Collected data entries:
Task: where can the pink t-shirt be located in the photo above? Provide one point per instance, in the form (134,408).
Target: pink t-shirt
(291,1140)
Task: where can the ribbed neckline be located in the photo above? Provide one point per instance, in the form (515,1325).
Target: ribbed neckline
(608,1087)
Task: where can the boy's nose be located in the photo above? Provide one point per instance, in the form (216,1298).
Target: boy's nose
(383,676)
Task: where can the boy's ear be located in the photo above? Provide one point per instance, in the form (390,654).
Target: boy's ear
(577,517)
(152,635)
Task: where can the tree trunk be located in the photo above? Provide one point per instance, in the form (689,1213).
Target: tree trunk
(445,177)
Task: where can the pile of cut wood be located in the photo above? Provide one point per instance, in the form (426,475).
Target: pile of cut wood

• _DESCRIPTION OF THE TASK_: Wherever the string "located" appears in the data above, report the whole line.

• _SOLUTION TO THE EXERCISE_:
Task: where can the pink t-shirt be located in the photo above? Provide one point per instance, in the form (134,408).
Task: where can the ribbed neckline be located in the photo above? Provide one point per instance, in the form (515,1325).
Task: where can the boy's nose be located in the photo above? Provide one point per instance, in the form (216,1298).
Task: where can the boy's ear be located in the photo above? Provide one point per instance, in the form (390,654).
Task: where can the tree trunk be located in the photo above? Provide one point per instance, in the form (689,1213).
Task: where can the pile of cut wood be located in the photo above? Provide one point per instance, in the form (426,475).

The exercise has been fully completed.